Coordinate annotation entries
──────

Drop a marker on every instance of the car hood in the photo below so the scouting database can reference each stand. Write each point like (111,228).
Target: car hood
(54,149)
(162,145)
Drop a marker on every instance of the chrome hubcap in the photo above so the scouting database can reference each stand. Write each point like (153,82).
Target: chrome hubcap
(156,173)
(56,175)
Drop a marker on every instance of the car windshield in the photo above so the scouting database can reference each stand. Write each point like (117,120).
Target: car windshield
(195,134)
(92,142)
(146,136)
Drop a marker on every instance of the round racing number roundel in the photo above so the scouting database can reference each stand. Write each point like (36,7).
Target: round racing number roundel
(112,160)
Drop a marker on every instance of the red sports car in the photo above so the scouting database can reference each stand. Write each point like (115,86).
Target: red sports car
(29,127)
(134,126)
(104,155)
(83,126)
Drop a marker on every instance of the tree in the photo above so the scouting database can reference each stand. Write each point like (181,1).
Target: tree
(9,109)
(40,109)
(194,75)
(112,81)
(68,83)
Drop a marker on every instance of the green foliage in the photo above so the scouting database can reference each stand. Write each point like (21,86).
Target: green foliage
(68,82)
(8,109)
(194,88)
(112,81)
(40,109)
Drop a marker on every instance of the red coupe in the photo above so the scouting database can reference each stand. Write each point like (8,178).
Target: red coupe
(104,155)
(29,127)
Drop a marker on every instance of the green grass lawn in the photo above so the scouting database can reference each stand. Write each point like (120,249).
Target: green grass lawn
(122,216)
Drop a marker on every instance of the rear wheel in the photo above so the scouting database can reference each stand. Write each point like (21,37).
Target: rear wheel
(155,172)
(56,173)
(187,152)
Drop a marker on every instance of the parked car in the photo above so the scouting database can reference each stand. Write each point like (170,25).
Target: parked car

──────

Every record should be given again exactly.

» **EXPECTED ANSWER**
Drop a marker on every instance of the car hood in the photo below so the scouting database can reference each stand. Write each point like (111,228).
Target: car hood
(54,149)
(162,145)
Drop a marker on every instance of the chrome hubcap in the photo above so the scouting database can reference each stand. Write each point like (153,82).
Target: chrome hubcap
(156,173)
(56,175)
Drop a marker on every instance of the car windshield in the photo above so the scouting database can reference each stand. Write each point like (117,120).
Target: car windshield
(195,134)
(92,142)
(146,136)
Drop a marker on every instance of the round racing number roundel in the photo above so the scouting database can reference each stand. Write each point like (36,7).
Target: round racing number roundel
(112,160)
Drop a marker on every instance of the red sports car in the photo above so the scouting database can reference each stand. Write each point like (115,86).
Target: red sports car
(29,127)
(134,126)
(104,155)
(83,126)
Drop a marker on every instance of the tree in the photo above so the scouting database can reference each stand. Write each point like (181,1).
Target: tree
(9,109)
(40,109)
(194,75)
(112,81)
(68,83)
Drop a marker on every instance of the green foliage in the photo above so the scouting database can reference each stand. Write each point like (21,86).
Target: green foliage
(68,82)
(8,109)
(194,88)
(112,81)
(40,109)
Drop a marker on every instance of the red coupe in the photo above so the scouting database can reference each stand. Write each point like (8,178).
Target: red coupe
(104,155)
(29,127)
Drop a marker on every instance of the green grass lawn in the photo above so the scouting database can reference each stand. Write each point like (120,249).
Target: green grass lawn
(122,216)
Drop a marker on every instance of the rear wheel in the photo above so the scouting database can reference each stand. Write each point like (21,37).
Target: rear wheel
(155,172)
(56,173)
(187,152)
Drop a marker on every instance of the parked car in the photo above so the scouting database can reference each stand. Write each point like (170,25).
Target: parked car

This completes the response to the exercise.